* PROVIDED RECORDS:
◆ ◆ ◆ ◆ ◆
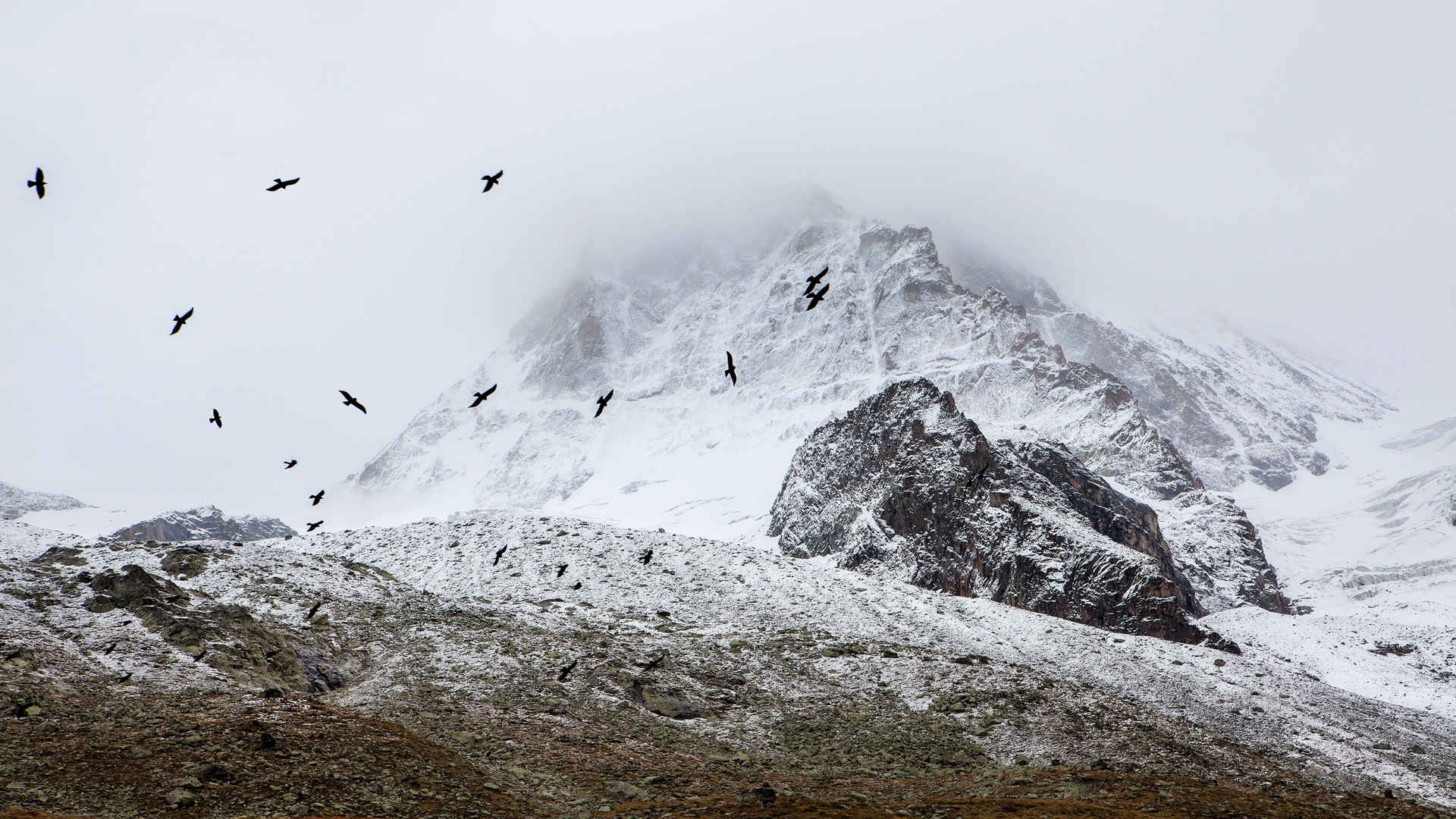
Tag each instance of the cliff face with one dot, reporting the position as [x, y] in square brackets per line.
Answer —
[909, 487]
◆ ◆ ◆ ◆ ◆
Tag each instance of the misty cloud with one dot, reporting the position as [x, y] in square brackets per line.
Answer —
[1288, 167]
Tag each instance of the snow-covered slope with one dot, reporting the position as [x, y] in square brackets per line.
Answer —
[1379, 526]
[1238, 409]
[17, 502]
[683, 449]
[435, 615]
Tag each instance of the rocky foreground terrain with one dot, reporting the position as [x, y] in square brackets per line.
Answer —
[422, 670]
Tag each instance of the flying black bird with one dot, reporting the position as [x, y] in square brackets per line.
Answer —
◆ ◆ ◆ ◆ ◆
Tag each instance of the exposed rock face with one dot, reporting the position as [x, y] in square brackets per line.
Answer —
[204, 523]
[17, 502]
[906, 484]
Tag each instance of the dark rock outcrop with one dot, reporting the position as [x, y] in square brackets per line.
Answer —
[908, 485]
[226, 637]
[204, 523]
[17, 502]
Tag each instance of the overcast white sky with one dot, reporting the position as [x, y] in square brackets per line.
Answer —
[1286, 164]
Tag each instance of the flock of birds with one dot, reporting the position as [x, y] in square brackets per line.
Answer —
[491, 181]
◆ ◆ ◆ ◆ ◆
Return every line in the records above that contains the string "face". Case counts, so only a match in the same letter case qualifies.

Tag each instance of the cliff face with one dot, reporting the position as [x, y] in square brackets per line.
Tag each instance of the exposed rock face with one dot, reporting the position as [x, y] in square brackets per line.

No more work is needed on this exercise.